課題 1
巨大望遠鏡に関する抜粋文から、「130億年前の宇宙を見ることは可能か?」で始まり「発見するのは、どの望遠鏡になるだろうか。」に至るまでの部分を、一字一句変えずに書き写してください。
課題 2
巨大望遠鏡に関する抜粋文によれば、次世代の30〜40mクラスの巨大望遠鏡が相次いで誕生するのはいつごろの予定ですか。

抜粋文

130億年前の宇宙を見ることは可能か?
次世代巨大望遠鏡の挑戦
- 2013.03.21
かのガリレオ・ガリレイが望遠鏡を使って天体観測を始めて以来400年、天文学者のための大型望遠鏡はどんどん進化してきた。より遠くの天体を見るためには口径の大型化が必要なため、2020年前後には次世代の30〜40mクラスの巨大望遠鏡が相次いで誕生する予定だ。遠くを見ることは、過去を見ることに等しい。この宇宙で最初にできた"初代銀河"を発見するのは、どの望遠鏡になるだろうか。

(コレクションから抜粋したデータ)
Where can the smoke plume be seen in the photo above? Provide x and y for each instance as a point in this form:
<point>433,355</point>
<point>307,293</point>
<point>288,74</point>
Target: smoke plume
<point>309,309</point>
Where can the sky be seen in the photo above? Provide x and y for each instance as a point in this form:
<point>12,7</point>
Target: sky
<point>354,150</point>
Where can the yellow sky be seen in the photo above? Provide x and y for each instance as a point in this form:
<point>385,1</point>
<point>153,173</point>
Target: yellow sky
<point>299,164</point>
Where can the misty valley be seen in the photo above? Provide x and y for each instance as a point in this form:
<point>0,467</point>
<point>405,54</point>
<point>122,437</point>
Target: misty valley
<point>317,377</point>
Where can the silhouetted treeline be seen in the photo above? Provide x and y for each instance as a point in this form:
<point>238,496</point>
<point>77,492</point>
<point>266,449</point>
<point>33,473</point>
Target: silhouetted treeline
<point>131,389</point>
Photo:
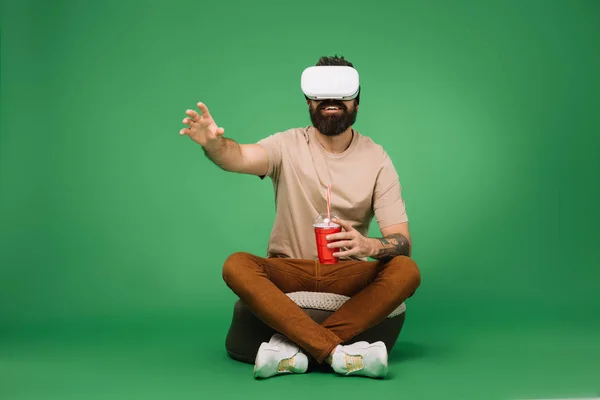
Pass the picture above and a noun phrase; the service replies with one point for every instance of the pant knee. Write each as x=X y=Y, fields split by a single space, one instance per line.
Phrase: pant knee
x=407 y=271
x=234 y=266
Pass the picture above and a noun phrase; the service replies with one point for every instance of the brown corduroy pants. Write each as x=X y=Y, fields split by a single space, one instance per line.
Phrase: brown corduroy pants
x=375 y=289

...

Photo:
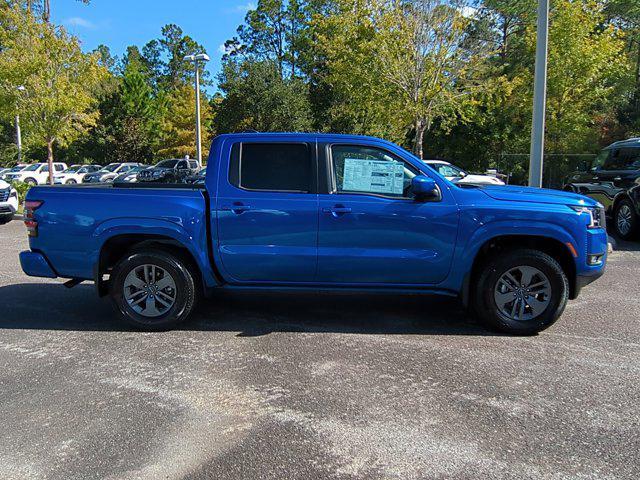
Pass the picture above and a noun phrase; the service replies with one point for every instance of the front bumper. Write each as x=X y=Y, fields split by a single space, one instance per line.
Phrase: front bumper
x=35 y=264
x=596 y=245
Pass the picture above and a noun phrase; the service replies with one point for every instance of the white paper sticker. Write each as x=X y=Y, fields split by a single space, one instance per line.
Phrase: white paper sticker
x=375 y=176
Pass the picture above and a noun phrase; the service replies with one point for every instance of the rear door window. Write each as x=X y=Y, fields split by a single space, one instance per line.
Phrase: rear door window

解答 1
130億年前の宇宙を見ることは可能か?
次世代巨大望遠鏡の挑戦
- 2013.03.21
かのガリレオ・ガリレイが望遠鏡を使って天体観測を始めて以来400年、天文学者のための大型望遠鏡はどんどん進化してきた。より遠くの天体を見るためには口径の大型化が必要なため、2020年前後には次世代の30〜40mクラスの巨大望遠鏡が相次いで誕生する予定だ。遠くを見ることは、過去を見ることに等しい。この宇宙で最初にできた"初代銀河"を発見するのは、どの望遠鏡になるだろうか。

解答 2
2020年前後です。